── Extracted information
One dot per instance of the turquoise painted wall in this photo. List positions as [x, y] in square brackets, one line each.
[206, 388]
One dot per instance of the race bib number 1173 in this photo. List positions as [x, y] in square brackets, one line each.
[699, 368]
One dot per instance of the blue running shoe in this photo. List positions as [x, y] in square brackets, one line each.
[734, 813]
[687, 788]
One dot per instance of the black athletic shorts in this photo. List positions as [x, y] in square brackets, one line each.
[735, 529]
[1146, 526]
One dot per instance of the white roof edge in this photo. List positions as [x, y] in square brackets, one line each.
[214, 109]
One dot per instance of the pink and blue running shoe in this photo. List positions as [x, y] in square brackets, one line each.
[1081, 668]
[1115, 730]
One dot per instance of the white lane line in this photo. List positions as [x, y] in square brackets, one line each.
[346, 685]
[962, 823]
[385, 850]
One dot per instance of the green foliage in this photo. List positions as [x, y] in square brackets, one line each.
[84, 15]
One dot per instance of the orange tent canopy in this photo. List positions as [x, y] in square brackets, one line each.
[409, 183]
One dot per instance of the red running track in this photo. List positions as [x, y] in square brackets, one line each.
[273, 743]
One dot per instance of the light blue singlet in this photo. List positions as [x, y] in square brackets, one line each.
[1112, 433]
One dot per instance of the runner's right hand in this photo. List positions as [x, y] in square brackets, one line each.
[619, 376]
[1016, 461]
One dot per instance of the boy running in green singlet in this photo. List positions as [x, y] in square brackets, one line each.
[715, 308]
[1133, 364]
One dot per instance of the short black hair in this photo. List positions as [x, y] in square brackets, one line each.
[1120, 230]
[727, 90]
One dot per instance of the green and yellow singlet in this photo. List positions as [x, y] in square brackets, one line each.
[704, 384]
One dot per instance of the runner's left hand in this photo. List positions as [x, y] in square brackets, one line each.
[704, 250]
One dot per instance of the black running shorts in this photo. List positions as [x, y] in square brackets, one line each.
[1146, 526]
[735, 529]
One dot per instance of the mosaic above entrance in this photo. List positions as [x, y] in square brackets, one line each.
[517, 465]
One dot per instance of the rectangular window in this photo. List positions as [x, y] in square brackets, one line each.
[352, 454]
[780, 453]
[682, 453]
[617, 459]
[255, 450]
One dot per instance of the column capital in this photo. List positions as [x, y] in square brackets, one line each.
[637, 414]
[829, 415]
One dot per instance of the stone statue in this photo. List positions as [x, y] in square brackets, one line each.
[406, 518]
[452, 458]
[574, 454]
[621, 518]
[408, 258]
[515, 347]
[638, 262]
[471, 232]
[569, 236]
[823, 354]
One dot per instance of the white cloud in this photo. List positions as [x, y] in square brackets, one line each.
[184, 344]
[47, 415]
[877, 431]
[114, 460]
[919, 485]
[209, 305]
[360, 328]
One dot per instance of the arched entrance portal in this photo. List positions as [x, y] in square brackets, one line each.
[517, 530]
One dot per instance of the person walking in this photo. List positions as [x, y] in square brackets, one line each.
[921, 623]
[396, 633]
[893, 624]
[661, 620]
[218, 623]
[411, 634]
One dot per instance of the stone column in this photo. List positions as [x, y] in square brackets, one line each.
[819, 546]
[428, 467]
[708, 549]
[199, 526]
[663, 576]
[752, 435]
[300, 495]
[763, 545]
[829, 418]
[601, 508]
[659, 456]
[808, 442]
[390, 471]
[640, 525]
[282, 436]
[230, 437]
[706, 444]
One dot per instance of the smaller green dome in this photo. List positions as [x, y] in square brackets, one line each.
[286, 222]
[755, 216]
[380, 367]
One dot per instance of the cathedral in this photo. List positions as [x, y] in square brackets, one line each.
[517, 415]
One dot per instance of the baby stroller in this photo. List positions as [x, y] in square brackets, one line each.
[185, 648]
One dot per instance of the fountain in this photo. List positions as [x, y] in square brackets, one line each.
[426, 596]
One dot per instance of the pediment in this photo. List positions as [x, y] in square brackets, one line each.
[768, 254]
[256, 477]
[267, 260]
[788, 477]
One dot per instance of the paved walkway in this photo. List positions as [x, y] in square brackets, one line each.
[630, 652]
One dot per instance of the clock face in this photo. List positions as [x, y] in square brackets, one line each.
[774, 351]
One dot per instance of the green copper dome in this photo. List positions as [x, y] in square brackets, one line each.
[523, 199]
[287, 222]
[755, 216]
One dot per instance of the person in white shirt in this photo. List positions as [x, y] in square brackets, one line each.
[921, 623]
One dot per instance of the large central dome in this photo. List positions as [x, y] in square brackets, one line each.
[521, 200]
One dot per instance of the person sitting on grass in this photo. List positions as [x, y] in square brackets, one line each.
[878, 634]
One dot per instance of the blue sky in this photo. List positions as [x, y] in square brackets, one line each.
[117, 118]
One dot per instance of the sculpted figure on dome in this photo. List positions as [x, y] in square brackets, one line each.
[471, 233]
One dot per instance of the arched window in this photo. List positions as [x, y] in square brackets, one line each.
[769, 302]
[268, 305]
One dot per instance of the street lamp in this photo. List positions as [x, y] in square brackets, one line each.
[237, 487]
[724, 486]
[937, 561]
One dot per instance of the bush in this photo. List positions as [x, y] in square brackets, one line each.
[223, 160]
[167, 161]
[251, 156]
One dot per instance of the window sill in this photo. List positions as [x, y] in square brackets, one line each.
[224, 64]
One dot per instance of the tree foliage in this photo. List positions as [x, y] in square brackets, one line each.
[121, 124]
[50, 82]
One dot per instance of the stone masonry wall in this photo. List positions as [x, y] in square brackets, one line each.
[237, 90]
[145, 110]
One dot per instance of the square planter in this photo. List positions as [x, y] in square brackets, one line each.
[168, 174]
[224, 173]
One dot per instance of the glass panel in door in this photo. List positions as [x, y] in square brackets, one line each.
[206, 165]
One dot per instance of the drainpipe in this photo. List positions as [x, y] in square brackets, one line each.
────
Each line of the listing is to be repeated exactly.

* [Answer to this exercise]:
One dot per instance of the turquoise painted wall in this photo. List positions as [x, y] in square brackets, one line each.
[206, 388]
One dot per instance of the race bib number 1173 in this photo. List positions as [x, y] in square brackets, one line each.
[699, 368]
One dot per instance of the blue running shoe in this photo. List positions as [x, y] in square brackets, one line each.
[734, 813]
[687, 788]
One dot per instance of the black athletic shorts in this photo. List positions as [x, y] in square brackets, one line each.
[735, 529]
[1146, 526]
One dot per instance of the white roof edge in this photo. List positions as [x, y] in square brackets, one line each.
[214, 109]
One dot per instance of the pink and blue running shoe in this photo. List positions as [x, y] in square brackets, one line each.
[1081, 668]
[1115, 730]
One dot per instance of the white lane line in this photo. List positions as [x, y] in square brackets, one line each.
[346, 685]
[962, 823]
[385, 850]
One dot per instance of the green foliage in this photo. List positions as [x, y] in square brackets, one line each.
[84, 15]
One dot per instance of the orange tent canopy in this photo. List positions as [x, y] in square brackets, one line each.
[409, 183]
One dot per instance of the red running track in this photo. List positions as [x, y] in square brackets, one line each.
[273, 743]
One dot per instance of the light blue singlet in this photo. List positions as [x, y] in square brackets, one line each.
[1112, 433]
One dot per instance of the runner's right hand in this photo. List positions as [x, y] in square brackets, one line each.
[619, 376]
[1016, 461]
One dot per instance of the boy running in green singlet in this photo. List positions as [x, y] in square brackets, one line each.
[715, 308]
[1133, 364]
One dot per instance of the short black hair in this photo. List positions as [x, y] in square brackets, one line each.
[1120, 230]
[727, 90]
One dot per instance of the green and yellow singlet in this photo. List positions as [x, y] in square brackets, one line each.
[704, 384]
One dot per instance of the runner's left hand in this photo. List positions as [x, y] in square brackets, one line each.
[704, 250]
One dot per instance of the black running shorts in this photo. List positions as [x, y] in square brackets, one line each.
[1146, 526]
[735, 529]
One dot per instance of the mosaic above entrance in this photo. List positions as [x, y] in square brackets, one line each.
[517, 465]
One dot per instance of the rectangular window in this photo. List positions as [x, y] in square brackets, one line each.
[352, 454]
[780, 453]
[682, 453]
[617, 459]
[255, 450]
One dot per instance of the column capital in this photo. List positions as [x, y] in square brackets, one line each.
[637, 414]
[829, 415]
One dot per instance of the stone statue in this photo. List positions as [x, y] in square brackets, one line each.
[406, 518]
[452, 458]
[574, 454]
[621, 518]
[408, 258]
[515, 347]
[638, 262]
[471, 232]
[569, 236]
[823, 354]
One dot per instance of the white cloud in this photo. List positions as [x, y] in square brackets, one line each.
[184, 344]
[47, 415]
[877, 431]
[114, 460]
[919, 485]
[209, 305]
[360, 328]
One dot per instance of the arched entrance portal in this photo. List positions as [x, y] in square brackets, one line each.
[517, 530]
One dot per instance of the person walking in this photo. List positions as [x, y] in square brackets, one line each.
[921, 623]
[396, 633]
[893, 624]
[661, 620]
[218, 623]
[411, 634]
One dot per instance of the stone column in this photo. List positions as [x, y] in square brackets, one line each.
[819, 546]
[428, 467]
[708, 549]
[199, 526]
[663, 576]
[752, 435]
[300, 495]
[763, 545]
[829, 418]
[601, 508]
[659, 456]
[808, 442]
[390, 471]
[640, 525]
[282, 436]
[230, 437]
[706, 444]
One dot per instance of the smaller green dome in this photo. List positions as [x, y] in square brackets, one line each.
[286, 222]
[755, 216]
[380, 367]
One dot per instance of the cathedral in this photo. List positions as [x, y] in square brackets, one line each.
[517, 415]
One dot per instance of the baby stroller in this photo. List positions as [x, y] in square brackets, one line each.
[185, 648]
One dot per instance of the fountain in this photo. List positions as [x, y] in square brackets, one line each.
[426, 596]
One dot per instance of the pediment in this photo. List positions as [x, y] in square brackets, one line each.
[768, 254]
[256, 477]
[267, 260]
[788, 477]
One dot per instance of the paved walkway in this photo. List positions as [x, y] in square brackets, one line each.
[630, 652]
One dot per instance of the clock face in this photo. List positions as [x, y] in square brackets, one line each.
[774, 351]
One dot per instance of the green copper dome in this photo. List positions as [x, y] in square brackets, one line each.
[523, 199]
[287, 222]
[755, 216]
One dot per instance of the person in white shirt in this photo. List positions as [x, y] in square brackets, one line each.
[921, 623]
One dot per instance of the large central dome in this photo. List positions as [x, y] in square brackets, one line each.
[521, 200]
One dot per instance of the person sitting on grass in this photo. List positions as [x, y] in square brackets, one line each.
[878, 634]
One dot per instance of the blue sky in this photo. List positions as [x, y] in square brackets, one line each.
[117, 118]
One dot per instance of the sculpted figure on dome in this photo. List positions as [x, y] in square brackets, one line each.
[471, 233]
One dot per instance of the arched window in this photo. List positions as [x, y] in square brackets, one line each.
[769, 302]
[268, 305]
One dot per instance of the street lamp in this photo. List positions as [x, y] in square brackets, one line each.
[237, 487]
[724, 486]
[937, 561]
One dot per instance of the bush in this photo. List positions as [x, y] in square brackets, one line each.
[223, 160]
[167, 161]
[251, 156]
One dot per instance of the window sill in this photo. List positions as [x, y] in square brackets, one line each.
[224, 64]
One dot per instance of the tree foliage in this photo. List positions as [x, y] in square brackets, one line each.
[121, 124]
[50, 82]
One dot per instance of the stone masonry wall in this photo. List positions as [x, y] in square brackets, one line each.
[237, 90]
[145, 110]
One dot per instance of the square planter in this photo. List positions as [x, y] in square brackets, one line each.
[168, 174]
[224, 173]
One dot per instance of the glass panel in door in this photo. List positions as [x, y] in square brackets, one line each.
[206, 165]
One dot per instance of the drainpipe in this photo. List positions as [x, y] in square brackets, one line each.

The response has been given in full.